Avec la sortie de son documentaire Kaizen au cinéma et sur YouTube, Inoxtag, de son vrai nom, Inès Benazzouz, 22 ans, et 8,3 millions d’abonnés sur YouTube, frappe fort. Il relate son entrainement jusqu’à l’ascension de l’Everest, et porte un plaidoyer en faveur de la déconnexion. C’est déjà un succès : le doc a été visionné 20 millions de fois. Entretien.
Comment avez-vous eu cette idée de vous lancer dans l'ascension de l’Everest ?
Depuis que j'ai onze ans, je me lance des défis à travers les jeux vidéo. J'adorais jouer à Minecraft, et à Fortnite. Alors j’ai réalisé d’abord ces aventures dans le numérique. Un jour, j'ai eu envie de les vivre dans la vraie vie. Je me suis par exemple lancé le challenge de survivre 48 heures à une invasion de zombies. On a recréé cela en conditions réelles avec Michou et d’autres Youtubeurs : nous ne devions pas nous faire mordre durant ces deux jours. Puis j'ai essayé de me lancer d’autres défis : faire Paris-Roubaix alors que j'avais jamais pratiqué le vélo ou encore survivre seul pendant 48h sur une île déserte au Cambodge…
Un jour, l’envie de découvrir la montagne s’est imposée, et il y a un an, je me suis lancé ce défi sur ma chaine de gravir l’Everest. Quand j’ai annoncé ce projet, je me suis dit : «tant mieux si je réussis, mais si j’échoue, au moins j'aurais appris, j'aurais découvert un nouveau milieu, une nouvelle passion.»

--

Liste des tâches:
(a) D'après l'extrait consacré à l'ascension de l'Everest, combien de fois le documentaire a-t-il déjà été visionné ?
(b) Dans les enregistrements, recopiez les lignes qui vont de celle contenant « For every instance of the winding » jusqu'à la fin des enregistrements, bornes incluses. Substituez « most distant from its edge » à « farthest from its outline » sans rien modifier d'autre.
Le texte et les enregistrements proviennent de sources distinctes.

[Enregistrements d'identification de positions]
--

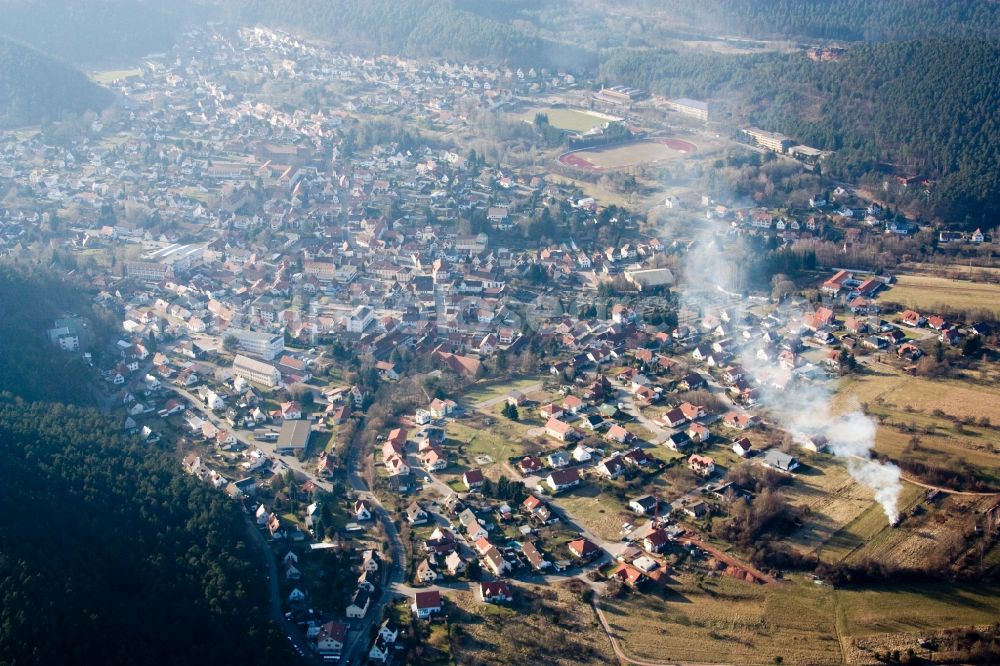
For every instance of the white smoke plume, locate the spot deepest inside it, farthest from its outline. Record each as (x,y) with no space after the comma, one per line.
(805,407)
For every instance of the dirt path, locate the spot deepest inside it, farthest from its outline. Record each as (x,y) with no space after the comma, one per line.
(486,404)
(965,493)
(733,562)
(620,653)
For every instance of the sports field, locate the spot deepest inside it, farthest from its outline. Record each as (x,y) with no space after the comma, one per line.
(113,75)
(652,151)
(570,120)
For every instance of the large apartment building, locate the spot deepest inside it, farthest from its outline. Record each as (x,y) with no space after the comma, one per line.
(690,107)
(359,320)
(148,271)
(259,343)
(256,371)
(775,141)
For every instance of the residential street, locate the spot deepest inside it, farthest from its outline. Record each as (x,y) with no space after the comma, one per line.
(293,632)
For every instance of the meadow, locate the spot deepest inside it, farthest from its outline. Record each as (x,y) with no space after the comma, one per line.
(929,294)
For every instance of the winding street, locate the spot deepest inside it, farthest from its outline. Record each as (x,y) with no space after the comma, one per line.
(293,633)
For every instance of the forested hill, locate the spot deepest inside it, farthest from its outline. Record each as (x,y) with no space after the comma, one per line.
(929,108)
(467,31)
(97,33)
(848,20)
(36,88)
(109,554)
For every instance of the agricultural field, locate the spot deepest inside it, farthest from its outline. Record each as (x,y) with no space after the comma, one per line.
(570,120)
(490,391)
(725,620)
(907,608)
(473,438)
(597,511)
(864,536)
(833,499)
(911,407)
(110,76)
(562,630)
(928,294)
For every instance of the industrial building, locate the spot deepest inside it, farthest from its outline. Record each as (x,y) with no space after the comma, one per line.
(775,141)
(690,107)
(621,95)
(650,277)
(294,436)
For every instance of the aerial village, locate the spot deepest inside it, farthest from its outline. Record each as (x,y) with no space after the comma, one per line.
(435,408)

--

Corrigé des exercices:
(a) Il a été visionné 20 millions de fois.

(b)
For every instance of the winding street, locate the spot deepest inside it, most distant from its edge. Record each as (x,y) with no space after the comma, one per line.
(293,633)
For every instance of the forested hill, locate the spot deepest inside it, most distant from its edge. Record each as (x,y) with no space after the comma, one per line.
(929,108)
(467,31)
(97,33)
(848,20)
(36,88)
(109,554)
For every instance of the agricultural field, locate the spot deepest inside it, most distant from its edge. Record each as (x,y) with no space after the comma, one per line.
(570,120)
(490,391)
(725,620)
(907,608)
(473,438)
(597,511)
(864,536)
(833,499)
(911,407)
(110,76)
(562,630)
(928,294)
For every instance of the industrial building, locate the spot deepest inside it, most distant from its edge. Record each as (x,y) with no space after the comma, one per line.
(775,141)
(690,107)
(621,95)
(650,277)
(294,436)
For every instance of the aerial village, locate the spot deepest inside it, most distant from its edge. Record each as (x,y) with no space after the comma, one per line.
(435,408)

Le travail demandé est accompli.